Herhaal alsjeblieft letterlijk een stuk uit de tekst over handhaving in Zandvoort. Begin bij de woorden "De gemeente geeft" en stop na "wet- en regelgeving).".

→ **TE LEZEN TEKST**
::::

De gemeente komt deze ondernemers tegemoet met minder en gecombineerde controles.

De burgemeester streeft er bovendien naar om ook met verleiden/stimuleren zodanig gedrag bij ondernemers te bevorderen dat zij meer doen dan waartoe zij wettelijk verplicht zijn. Zie ook Parel aan Zee + Structuurvisie 2025 en Toekomstvisie 2040 over stimuleren ondernemers.

Verantwoordelijkheid geven en nemen

De gemeente geeft met minder beleid en regels inwoners en ondernemers het vertrouwen dat zij zelf hun verantwoordelijkheid nemen. Dit kan bijvoorbeeld gebeuren door het maken van afspraken, zaken onderling regelen en oplossen en elkaar aanspreken op ongewenst gedrag.

Een voorbeeld is de “Werkgroep Haltestraat en omgeving”. Deze werkgroep bestaat uit inwoners, ondernemers, politie en gemeentelijke handhavers. De gemeente zit vergaderingen voor, zorgt voor vergaderruimtes, secretariële werkzaamheden en versnelde (vergunning)procedures.

Zie ook de nota Samen naar een veiliger Zandvoort (Integraal Veiligheidsplan). Hier wordt aandacht besteed aan een gedeelde verantwoordelijkheid van zowel inwoners als ondernemers.

Alle nota’s en verordeningen van de gemeente Zandvoort zijn te vinden op www.overheid.nl (lokale wet- en regelgeving).

Voorkomend/begeleidend handhaven

Bij eigen verantwoordelijkheid van inwoners en ondernemers passen andere vormen van handhaving en/of een andere werkwijze namelijk meer voorkomend en begeleidend. Handhavers geven informatie en aanwijzingen aan publiek en ondernemers zodat de uitgaansavond prettig en zonder incidenten verloopt. Als er overtredingen worden geconstateerd dan wordt dit aan de burgemeester gemeld.

::::

→ **GETOONDE GEGEVENS**

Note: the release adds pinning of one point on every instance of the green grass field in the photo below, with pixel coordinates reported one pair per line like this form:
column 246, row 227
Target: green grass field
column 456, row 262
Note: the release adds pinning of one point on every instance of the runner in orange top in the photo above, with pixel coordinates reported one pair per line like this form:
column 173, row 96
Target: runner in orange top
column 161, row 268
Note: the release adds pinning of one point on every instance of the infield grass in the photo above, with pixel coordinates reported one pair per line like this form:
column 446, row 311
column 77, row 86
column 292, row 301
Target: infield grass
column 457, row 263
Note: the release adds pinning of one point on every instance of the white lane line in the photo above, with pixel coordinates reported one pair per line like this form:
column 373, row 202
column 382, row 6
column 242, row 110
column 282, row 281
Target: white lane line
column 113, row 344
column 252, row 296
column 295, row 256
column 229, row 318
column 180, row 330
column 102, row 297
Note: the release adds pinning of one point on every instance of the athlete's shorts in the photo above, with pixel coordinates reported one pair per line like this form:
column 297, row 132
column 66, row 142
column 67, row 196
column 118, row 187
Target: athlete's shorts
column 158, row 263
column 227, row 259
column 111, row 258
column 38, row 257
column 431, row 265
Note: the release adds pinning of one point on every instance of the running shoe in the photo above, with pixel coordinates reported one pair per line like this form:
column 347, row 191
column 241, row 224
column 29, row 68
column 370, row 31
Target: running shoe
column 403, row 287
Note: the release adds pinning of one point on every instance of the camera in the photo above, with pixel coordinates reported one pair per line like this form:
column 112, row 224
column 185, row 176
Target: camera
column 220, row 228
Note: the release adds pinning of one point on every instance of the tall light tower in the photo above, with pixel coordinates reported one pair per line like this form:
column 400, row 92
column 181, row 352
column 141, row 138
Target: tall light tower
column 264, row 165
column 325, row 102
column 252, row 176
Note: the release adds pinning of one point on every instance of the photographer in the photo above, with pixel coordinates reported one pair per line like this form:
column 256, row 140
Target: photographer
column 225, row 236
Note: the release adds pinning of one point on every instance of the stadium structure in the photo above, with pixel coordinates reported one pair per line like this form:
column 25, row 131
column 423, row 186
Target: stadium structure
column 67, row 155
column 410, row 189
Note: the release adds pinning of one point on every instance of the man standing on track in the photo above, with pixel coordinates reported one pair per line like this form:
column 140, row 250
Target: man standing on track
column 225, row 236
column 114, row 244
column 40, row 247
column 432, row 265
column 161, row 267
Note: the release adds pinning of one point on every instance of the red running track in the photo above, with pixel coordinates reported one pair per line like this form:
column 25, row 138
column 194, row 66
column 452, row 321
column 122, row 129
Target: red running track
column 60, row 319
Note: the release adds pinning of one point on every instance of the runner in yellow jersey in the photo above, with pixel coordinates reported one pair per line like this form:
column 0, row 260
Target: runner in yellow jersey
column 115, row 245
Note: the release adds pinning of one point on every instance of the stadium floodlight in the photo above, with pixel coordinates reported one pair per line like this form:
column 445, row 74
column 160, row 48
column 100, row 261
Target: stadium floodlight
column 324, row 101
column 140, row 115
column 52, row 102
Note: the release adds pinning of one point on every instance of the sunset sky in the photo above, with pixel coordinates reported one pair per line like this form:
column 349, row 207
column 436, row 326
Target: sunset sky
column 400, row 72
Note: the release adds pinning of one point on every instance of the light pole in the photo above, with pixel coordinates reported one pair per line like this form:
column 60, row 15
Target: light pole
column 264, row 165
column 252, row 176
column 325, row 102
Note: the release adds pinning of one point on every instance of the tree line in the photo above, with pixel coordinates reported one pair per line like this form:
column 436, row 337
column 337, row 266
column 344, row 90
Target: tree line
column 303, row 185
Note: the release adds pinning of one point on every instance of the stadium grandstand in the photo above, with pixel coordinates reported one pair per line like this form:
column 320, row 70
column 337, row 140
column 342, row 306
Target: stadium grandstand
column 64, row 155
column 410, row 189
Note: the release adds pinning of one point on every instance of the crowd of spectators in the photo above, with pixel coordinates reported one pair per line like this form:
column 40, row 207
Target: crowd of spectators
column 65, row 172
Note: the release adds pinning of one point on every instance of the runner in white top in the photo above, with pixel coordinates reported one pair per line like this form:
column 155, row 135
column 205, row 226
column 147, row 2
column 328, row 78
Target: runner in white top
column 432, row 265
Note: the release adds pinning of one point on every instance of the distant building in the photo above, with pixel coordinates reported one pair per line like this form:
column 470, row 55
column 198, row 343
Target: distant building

::::

→ **JOUW ANTWOORD**
De gemeente geeft met minder beleid en regels inwoners en ondernemers het vertrouwen dat zij zelf hun verantwoordelijkheid nemen. Dit kan bijvoorbeeld gebeuren door het maken van afspraken, zaken onderling regelen en oplossen en elkaar aanspreken op ongewenst gedrag.

Een voorbeeld is de “Werkgroep Haltestraat en omgeving”. Deze werkgroep bestaat uit inwoners, ondernemers, politie en gemeentelijke handhavers. De gemeente zit vergaderingen voor, zorgt voor vergaderruimtes, secretariële werkzaamheden en versnelde (vergunning)procedures.

Zie ook de nota Samen naar een veiliger Zandvoort (Integraal Veiligheidsplan). Hier wordt aandacht besteed aan een gedeelde verantwoordelijkheid van zowel inwoners als ondernemers.

Alle nota’s en verordeningen van de gemeente Zandvoort zijn te vinden op www.overheid.nl (lokale wet- en regelgeving).